** start of Task material **

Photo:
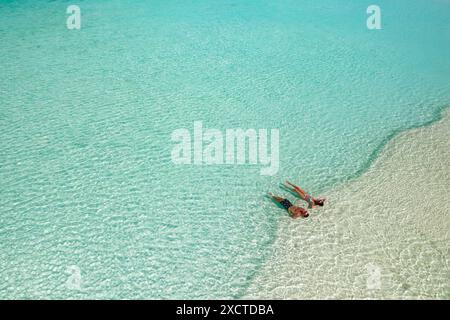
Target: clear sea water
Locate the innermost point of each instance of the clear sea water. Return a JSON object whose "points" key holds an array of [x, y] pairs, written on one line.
{"points": [[86, 115]]}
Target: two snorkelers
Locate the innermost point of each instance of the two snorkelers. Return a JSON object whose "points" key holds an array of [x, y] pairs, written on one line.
{"points": [[293, 210]]}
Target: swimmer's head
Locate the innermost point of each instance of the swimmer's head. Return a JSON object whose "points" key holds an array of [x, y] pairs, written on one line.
{"points": [[319, 202]]}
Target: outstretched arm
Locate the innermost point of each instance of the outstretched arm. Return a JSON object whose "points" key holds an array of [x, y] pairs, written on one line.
{"points": [[276, 198]]}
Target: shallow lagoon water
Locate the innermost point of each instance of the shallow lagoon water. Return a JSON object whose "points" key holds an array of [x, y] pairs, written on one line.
{"points": [[86, 118]]}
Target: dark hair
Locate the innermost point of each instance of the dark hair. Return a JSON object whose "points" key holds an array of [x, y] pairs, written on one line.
{"points": [[319, 202]]}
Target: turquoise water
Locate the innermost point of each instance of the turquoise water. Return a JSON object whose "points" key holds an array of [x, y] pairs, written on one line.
{"points": [[86, 118]]}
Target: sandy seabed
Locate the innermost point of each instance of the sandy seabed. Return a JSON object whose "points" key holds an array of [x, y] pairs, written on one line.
{"points": [[384, 235]]}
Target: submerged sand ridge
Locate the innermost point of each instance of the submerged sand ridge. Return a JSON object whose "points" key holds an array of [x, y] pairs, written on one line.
{"points": [[385, 234]]}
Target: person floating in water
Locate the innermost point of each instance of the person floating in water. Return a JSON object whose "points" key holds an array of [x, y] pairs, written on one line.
{"points": [[312, 202], [294, 211]]}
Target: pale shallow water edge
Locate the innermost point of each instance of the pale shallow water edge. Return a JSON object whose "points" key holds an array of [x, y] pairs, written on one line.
{"points": [[385, 234]]}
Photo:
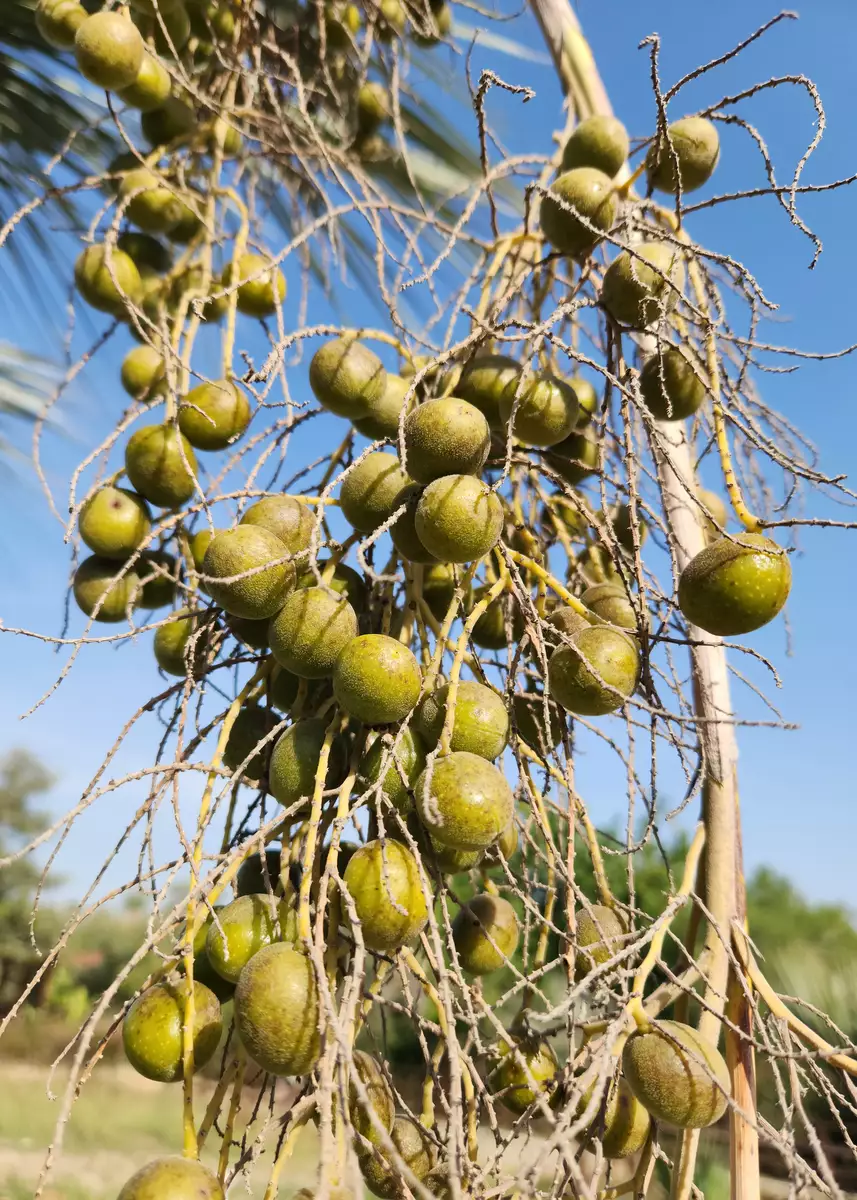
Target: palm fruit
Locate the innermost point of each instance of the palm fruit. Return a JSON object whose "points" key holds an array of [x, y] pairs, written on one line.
{"points": [[173, 1179], [445, 437], [214, 414], [94, 587], [463, 801], [108, 49], [577, 210], [485, 933], [677, 1074], [249, 549], [546, 411], [383, 880], [735, 586], [480, 724], [459, 519], [485, 381], [114, 522], [377, 679], [311, 630], [370, 490], [695, 143], [639, 287], [277, 1011], [151, 1030], [347, 378], [671, 385], [598, 142], [294, 762], [95, 273]]}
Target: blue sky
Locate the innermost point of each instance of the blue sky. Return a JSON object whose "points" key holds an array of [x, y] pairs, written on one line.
{"points": [[797, 789]]}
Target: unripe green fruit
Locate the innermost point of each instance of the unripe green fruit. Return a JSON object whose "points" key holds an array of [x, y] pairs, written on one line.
{"points": [[249, 549], [161, 465], [445, 437], [485, 933], [735, 586], [114, 522], [577, 210], [151, 1030], [695, 143], [480, 724], [599, 142], [677, 1074], [599, 653], [463, 801], [347, 378], [277, 1011], [377, 679], [108, 49], [459, 519]]}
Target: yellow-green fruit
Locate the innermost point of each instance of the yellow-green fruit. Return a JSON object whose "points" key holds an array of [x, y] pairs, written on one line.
{"points": [[370, 490], [161, 465], [383, 880], [214, 414], [595, 675], [94, 587], [485, 933], [311, 630], [108, 283], [277, 1011], [480, 724], [377, 679], [459, 519], [735, 586], [108, 49], [445, 437], [546, 411], [577, 210], [463, 801], [671, 387], [695, 143], [151, 1030], [114, 522], [347, 378], [599, 142], [249, 549], [677, 1074]]}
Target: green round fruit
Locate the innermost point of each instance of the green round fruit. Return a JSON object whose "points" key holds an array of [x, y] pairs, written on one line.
{"points": [[151, 1030], [735, 586], [677, 1074]]}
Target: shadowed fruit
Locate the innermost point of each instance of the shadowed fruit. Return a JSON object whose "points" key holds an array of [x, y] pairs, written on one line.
{"points": [[485, 933], [677, 1074], [277, 1009], [384, 883], [735, 586], [377, 679], [151, 1030]]}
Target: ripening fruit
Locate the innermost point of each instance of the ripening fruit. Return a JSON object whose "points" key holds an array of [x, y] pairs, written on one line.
{"points": [[249, 549], [670, 1072], [463, 801], [480, 724], [459, 519], [598, 142], [108, 49], [151, 1030], [485, 933], [695, 143], [277, 1011], [595, 675], [577, 210], [735, 586]]}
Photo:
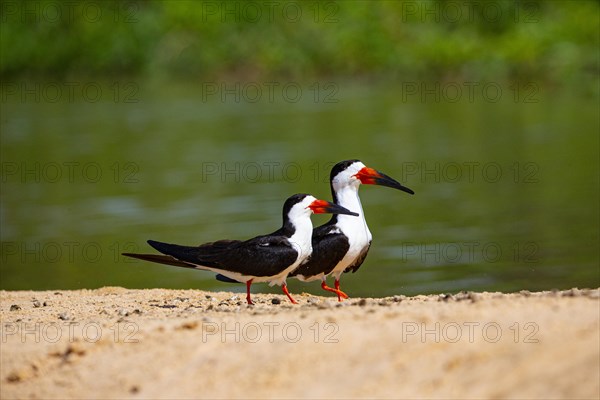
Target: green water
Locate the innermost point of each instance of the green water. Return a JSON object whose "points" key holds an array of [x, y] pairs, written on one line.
{"points": [[507, 188]]}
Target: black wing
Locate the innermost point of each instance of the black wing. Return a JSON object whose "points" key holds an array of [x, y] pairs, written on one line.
{"points": [[161, 259], [261, 256], [329, 247], [359, 260]]}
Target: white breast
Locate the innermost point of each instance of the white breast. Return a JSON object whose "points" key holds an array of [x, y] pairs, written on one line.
{"points": [[355, 228]]}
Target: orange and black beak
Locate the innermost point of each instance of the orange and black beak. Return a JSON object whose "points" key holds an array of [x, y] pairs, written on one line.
{"points": [[325, 207], [369, 176]]}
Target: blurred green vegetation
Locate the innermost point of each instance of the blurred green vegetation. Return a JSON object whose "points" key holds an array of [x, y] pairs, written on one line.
{"points": [[556, 42]]}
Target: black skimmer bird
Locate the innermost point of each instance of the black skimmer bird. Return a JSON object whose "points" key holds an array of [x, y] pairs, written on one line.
{"points": [[341, 245], [268, 258]]}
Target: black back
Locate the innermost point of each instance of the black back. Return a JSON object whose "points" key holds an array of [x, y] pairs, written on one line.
{"points": [[329, 247], [265, 255]]}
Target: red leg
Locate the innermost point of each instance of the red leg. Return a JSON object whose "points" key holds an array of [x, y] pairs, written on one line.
{"points": [[284, 288], [248, 299], [336, 291], [340, 293]]}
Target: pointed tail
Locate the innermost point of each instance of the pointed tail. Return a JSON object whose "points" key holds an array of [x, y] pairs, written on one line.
{"points": [[161, 259]]}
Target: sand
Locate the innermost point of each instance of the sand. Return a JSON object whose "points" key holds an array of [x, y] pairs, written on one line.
{"points": [[121, 343]]}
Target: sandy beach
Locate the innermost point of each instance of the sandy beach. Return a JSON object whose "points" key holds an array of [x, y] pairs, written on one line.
{"points": [[119, 343]]}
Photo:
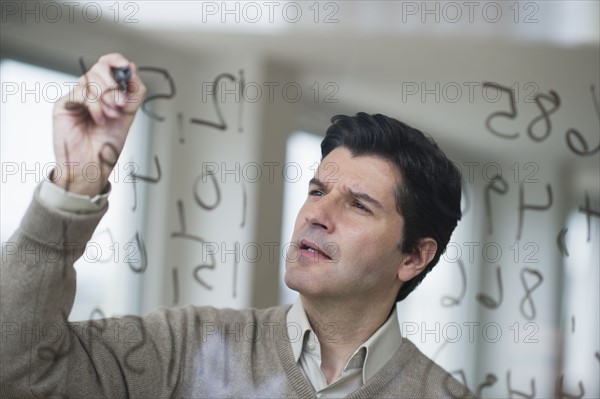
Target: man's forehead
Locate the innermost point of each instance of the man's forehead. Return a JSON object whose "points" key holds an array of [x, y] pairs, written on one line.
{"points": [[359, 173]]}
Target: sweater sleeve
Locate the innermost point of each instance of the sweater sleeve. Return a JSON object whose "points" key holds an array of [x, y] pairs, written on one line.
{"points": [[43, 355]]}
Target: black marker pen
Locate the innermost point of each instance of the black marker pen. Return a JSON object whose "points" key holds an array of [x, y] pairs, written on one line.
{"points": [[122, 76]]}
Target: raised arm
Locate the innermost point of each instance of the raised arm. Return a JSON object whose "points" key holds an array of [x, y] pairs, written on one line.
{"points": [[41, 354]]}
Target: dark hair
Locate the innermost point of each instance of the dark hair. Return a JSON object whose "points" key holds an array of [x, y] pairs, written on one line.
{"points": [[428, 194]]}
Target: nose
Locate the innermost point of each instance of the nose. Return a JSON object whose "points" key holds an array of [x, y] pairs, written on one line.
{"points": [[320, 213]]}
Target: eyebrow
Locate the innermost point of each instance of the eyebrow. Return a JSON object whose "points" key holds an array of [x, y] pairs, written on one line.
{"points": [[361, 196]]}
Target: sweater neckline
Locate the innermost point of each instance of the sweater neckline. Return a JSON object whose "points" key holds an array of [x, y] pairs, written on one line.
{"points": [[303, 388]]}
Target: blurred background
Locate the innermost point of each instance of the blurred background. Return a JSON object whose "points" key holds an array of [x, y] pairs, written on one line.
{"points": [[240, 93]]}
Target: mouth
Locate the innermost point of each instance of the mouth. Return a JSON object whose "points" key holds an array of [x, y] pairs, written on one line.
{"points": [[312, 250]]}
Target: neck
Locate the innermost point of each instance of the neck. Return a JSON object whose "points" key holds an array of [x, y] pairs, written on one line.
{"points": [[341, 329]]}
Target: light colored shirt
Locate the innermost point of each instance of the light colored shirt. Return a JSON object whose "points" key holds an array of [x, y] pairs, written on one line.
{"points": [[365, 362]]}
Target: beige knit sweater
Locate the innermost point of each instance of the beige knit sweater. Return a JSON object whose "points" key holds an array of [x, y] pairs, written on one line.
{"points": [[190, 352]]}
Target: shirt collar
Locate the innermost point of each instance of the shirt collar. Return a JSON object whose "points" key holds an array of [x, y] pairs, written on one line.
{"points": [[379, 348]]}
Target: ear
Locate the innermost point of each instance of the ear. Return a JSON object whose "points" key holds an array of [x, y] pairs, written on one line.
{"points": [[413, 263]]}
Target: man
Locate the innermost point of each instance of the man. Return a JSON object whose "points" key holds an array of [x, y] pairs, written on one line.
{"points": [[379, 213]]}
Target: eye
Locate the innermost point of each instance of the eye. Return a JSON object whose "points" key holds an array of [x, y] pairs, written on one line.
{"points": [[361, 207]]}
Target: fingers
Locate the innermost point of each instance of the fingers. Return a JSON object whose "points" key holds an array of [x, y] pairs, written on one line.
{"points": [[102, 95]]}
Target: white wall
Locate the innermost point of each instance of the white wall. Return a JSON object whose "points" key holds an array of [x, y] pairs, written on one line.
{"points": [[385, 73]]}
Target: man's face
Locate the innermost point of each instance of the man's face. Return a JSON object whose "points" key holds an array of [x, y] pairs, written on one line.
{"points": [[346, 236]]}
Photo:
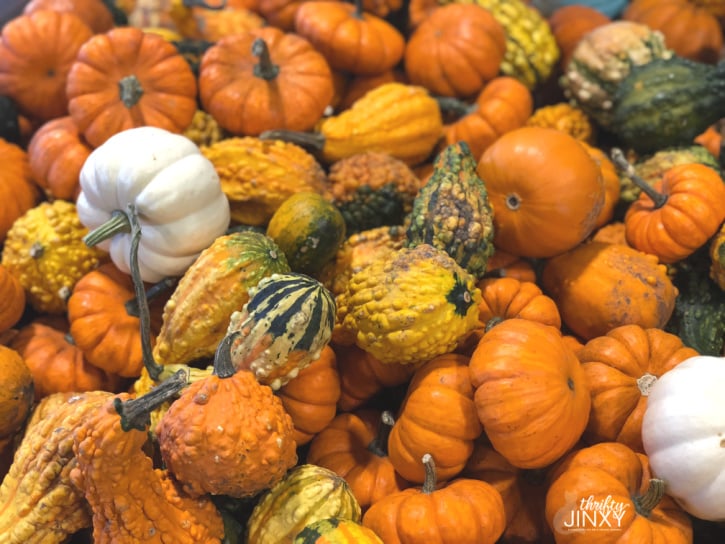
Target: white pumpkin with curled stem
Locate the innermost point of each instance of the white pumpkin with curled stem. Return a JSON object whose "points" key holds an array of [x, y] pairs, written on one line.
{"points": [[174, 189], [683, 432]]}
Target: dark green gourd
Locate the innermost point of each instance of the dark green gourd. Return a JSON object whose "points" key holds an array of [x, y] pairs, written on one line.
{"points": [[452, 211], [668, 102]]}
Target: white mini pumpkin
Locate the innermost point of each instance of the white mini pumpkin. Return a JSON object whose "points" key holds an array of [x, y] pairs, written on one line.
{"points": [[683, 431]]}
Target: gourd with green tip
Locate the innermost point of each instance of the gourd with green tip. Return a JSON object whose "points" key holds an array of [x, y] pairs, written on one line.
{"points": [[309, 229], [409, 306], [452, 211], [283, 327], [667, 102]]}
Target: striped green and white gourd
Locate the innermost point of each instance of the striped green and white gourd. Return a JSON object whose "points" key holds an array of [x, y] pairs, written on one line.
{"points": [[283, 327]]}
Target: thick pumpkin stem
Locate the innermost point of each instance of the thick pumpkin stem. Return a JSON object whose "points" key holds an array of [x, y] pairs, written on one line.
{"points": [[431, 479], [130, 90], [308, 140], [118, 223], [644, 504], [135, 413], [621, 162], [379, 444], [265, 68]]}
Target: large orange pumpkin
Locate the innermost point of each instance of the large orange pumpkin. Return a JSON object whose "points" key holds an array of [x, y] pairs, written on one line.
{"points": [[545, 190]]}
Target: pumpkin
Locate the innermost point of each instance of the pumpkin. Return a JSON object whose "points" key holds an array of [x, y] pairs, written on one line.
{"points": [[531, 395], [439, 54], [307, 493], [56, 153], [336, 531], [57, 365], [257, 176], [474, 512], [396, 118], [599, 286], [689, 30], [308, 229], [282, 328], [362, 376], [128, 78], [569, 23], [94, 13], [48, 509], [437, 414], [102, 324], [349, 38], [680, 433], [174, 190], [13, 295], [354, 446], [530, 171], [215, 285], [609, 481], [677, 215], [286, 83], [311, 398], [111, 463], [503, 104], [37, 51], [201, 447], [410, 306], [621, 369], [44, 249], [16, 398]]}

** end of Task material **

● **What you should do**
Give back exactly the lines from the line containing "Target: large orange pumpkin" to the end of the entries, and no other lines.

● **Response below**
Target: large orange pumpkin
Locate the innermost point of each instance of the large orange pumpkin. Return a JSON object whose "points" key holds an array of [x, y] pairs, written on one line.
{"points": [[545, 190]]}
Target: pumpkin
Locate the innermost point of each instance of the pumpkin. Return a JSON object whose "points" key holds an array of [x, y] pairs, written on one line.
{"points": [[531, 395], [439, 54], [307, 493], [56, 153], [336, 531], [57, 365], [257, 176], [474, 512], [396, 118], [599, 286], [689, 30], [308, 229], [282, 328], [362, 376], [128, 78], [569, 23], [94, 13], [48, 509], [437, 414], [102, 324], [349, 38], [680, 433], [174, 190], [13, 295], [354, 446], [530, 171], [215, 285], [609, 481], [677, 215], [286, 83], [311, 398], [111, 463], [503, 104], [37, 51], [201, 447], [410, 306], [621, 369], [44, 249], [16, 398]]}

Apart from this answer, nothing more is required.